(DATA TO PROCESS begins)
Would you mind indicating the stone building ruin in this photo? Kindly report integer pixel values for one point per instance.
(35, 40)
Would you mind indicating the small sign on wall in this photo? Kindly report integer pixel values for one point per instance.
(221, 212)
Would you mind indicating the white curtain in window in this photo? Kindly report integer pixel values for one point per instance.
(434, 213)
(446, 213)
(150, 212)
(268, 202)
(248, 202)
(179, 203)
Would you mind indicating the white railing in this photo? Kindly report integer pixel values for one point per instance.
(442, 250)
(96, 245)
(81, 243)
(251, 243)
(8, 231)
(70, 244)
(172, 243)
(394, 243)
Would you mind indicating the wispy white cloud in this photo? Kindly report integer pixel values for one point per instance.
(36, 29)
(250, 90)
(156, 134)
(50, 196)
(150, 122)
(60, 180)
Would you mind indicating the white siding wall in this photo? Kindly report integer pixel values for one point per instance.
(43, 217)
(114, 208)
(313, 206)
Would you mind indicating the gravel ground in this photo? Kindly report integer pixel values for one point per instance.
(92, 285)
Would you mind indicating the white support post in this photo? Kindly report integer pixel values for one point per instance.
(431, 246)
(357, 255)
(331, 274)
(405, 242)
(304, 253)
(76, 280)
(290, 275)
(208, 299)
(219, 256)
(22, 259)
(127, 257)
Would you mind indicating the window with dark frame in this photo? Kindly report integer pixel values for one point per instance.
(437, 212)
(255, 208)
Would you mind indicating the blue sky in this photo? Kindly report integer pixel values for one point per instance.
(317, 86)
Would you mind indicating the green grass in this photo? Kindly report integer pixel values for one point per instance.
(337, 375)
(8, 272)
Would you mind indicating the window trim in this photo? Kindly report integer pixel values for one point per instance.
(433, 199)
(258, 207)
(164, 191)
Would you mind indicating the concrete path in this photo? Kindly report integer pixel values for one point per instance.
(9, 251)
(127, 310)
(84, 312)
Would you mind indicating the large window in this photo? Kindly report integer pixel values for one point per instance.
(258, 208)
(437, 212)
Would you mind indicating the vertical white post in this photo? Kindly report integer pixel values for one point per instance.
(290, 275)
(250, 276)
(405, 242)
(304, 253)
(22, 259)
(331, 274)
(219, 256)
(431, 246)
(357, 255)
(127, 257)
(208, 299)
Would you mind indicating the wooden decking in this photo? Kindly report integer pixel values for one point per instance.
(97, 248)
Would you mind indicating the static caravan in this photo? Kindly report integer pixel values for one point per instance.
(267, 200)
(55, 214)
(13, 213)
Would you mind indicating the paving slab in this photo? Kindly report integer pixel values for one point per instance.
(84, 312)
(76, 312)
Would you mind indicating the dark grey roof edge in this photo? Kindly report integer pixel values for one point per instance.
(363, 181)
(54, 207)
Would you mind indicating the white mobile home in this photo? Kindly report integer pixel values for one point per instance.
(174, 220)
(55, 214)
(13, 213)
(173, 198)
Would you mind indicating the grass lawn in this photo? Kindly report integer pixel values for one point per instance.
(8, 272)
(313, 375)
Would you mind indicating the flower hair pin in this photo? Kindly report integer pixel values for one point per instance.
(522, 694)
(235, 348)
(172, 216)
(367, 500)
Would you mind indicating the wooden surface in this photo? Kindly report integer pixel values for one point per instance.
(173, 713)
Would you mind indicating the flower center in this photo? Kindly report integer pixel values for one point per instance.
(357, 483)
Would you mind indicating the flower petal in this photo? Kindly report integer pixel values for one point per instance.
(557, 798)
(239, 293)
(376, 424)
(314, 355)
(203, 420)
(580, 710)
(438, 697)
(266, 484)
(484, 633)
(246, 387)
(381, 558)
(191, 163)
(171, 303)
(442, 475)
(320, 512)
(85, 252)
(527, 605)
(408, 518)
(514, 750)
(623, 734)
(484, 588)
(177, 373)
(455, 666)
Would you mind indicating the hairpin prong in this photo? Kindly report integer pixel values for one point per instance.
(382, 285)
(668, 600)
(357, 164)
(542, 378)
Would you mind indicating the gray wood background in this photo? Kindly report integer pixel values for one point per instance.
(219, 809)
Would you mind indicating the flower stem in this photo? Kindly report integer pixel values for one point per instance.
(DATA TO PROCESS ends)
▶ WHAT IS EXPECTED
Each line of the listing should be echoed back exactly.

▶ OUTPUT FOR THIS EXERCISE
Would you mind indicating the stone building ruin in this photo? Kindly report integer pixel values for one point per instance.
(35, 40)
Would you mind indicating the small sign on wall in this photo? Kindly report integer pixel values for one point per instance.
(221, 212)
Would you mind indicating the white curtain in window in this photo? Kindly report integer pixel values for one point per instance.
(434, 213)
(446, 213)
(150, 212)
(268, 202)
(248, 202)
(179, 203)
Would you mind indicating the white railing in this photo? Kindly report integer pixel values for one point per instance.
(442, 250)
(96, 245)
(81, 243)
(251, 243)
(8, 231)
(70, 244)
(172, 243)
(394, 243)
Would you mind indicating the wispy white cloud in this photo? Kindly report integer pixel values for one point per instance.
(36, 29)
(250, 90)
(156, 134)
(50, 196)
(150, 122)
(60, 180)
Would you mind indicating the white siding wall in this photo? Kindly report integer pixel values for one point per instance.
(43, 217)
(114, 208)
(313, 206)
Would you mind indicating the gravel ground in this photo? Kindly report integer pixel values for one point per instance.
(92, 285)
Would you mind indicating the white support post in this photo? Kindly report integer pixel values for one point per instance.
(431, 246)
(357, 255)
(331, 274)
(405, 242)
(304, 253)
(76, 280)
(290, 275)
(208, 299)
(219, 256)
(22, 259)
(127, 257)
Would you mind indicating the window with dark frame in this photo? Kindly report integer pixel values for one point per instance.
(437, 212)
(255, 208)
Would you mind indicating the blue sky in this photo? Kindly report integer pixel values for one point per instance.
(317, 86)
Would you mind indicating the green grass in this photo? Kindly report integer pixel values for one point per instance.
(337, 375)
(8, 272)
Would you mind indicating the window trim in this photo? Kindly report integer pixel values for one point per instance.
(433, 199)
(258, 207)
(164, 191)
Would you mind indicating the concrete path in this photo? Kindly report integer pixel values for one point per instance.
(9, 251)
(127, 310)
(84, 312)
Would you mind indicating the large window in this photo? Kindly report integer pixel values for one point per instance.
(258, 208)
(437, 212)
Would you mind indicating the vertical white post in this photo? Kindly report integer pixel values for one point per instance.
(290, 275)
(250, 276)
(405, 242)
(304, 253)
(22, 259)
(331, 274)
(219, 256)
(431, 246)
(357, 255)
(127, 257)
(208, 299)
Would you mind indicating the wooden decking in this photo? Kindly report integer pixel values for one point per instance.
(97, 248)
Would you mind indicating the static caravan in this photo? Kindly report integer pixel values for one point per instance.
(267, 200)
(55, 214)
(13, 213)
Would you mind indicating the paving slab in this photo? Kindly report integer pixel values for one point per instance.
(84, 312)
(76, 312)
Would you mind indicating the dark grey roof edge in this photo? Kindly report integer pixel values for one point per instance.
(363, 181)
(54, 207)
Would you mind indicating the white mobile home in this photo? Kindly report integer pixel values for one point per instance.
(174, 220)
(55, 214)
(13, 213)
(173, 198)
Would you mind indicating the grass lawn in this photo? Kindly report integer pixel values for one point per instance.
(8, 272)
(313, 375)
Would you mind indicating the flower hair pin in this photo? Kindly report integer pixel values for one point per instance.
(522, 694)
(235, 348)
(172, 216)
(367, 500)
Would you mind indicating the wooden surface in this photo? Kindly report integer pixel values for one point per instance.
(173, 713)
Would you mind indicating the flower center in this photo? Kindly report integer pixel values for one point per instance.
(357, 483)
Would you mind indicating the flower petal in this photo? Kindly report integer pixel values for one point per instance.
(557, 798)
(239, 293)
(376, 424)
(314, 355)
(203, 420)
(580, 710)
(438, 697)
(266, 484)
(484, 633)
(246, 387)
(381, 558)
(191, 163)
(171, 303)
(442, 475)
(320, 512)
(85, 252)
(527, 605)
(408, 518)
(514, 750)
(623, 734)
(484, 588)
(177, 373)
(455, 666)
Would you mind indicating the hairpin prong in this photo? Kindly report integer pixel values for one point per instance.
(382, 285)
(668, 600)
(357, 164)
(542, 378)
Would you mind indicating the gray wood background in this photo? Kindly report integer pixel values for one point per instance.
(219, 809)
Would you mind indicating the flower stem in this photo? Kindly report integer pixel values for one point per instance.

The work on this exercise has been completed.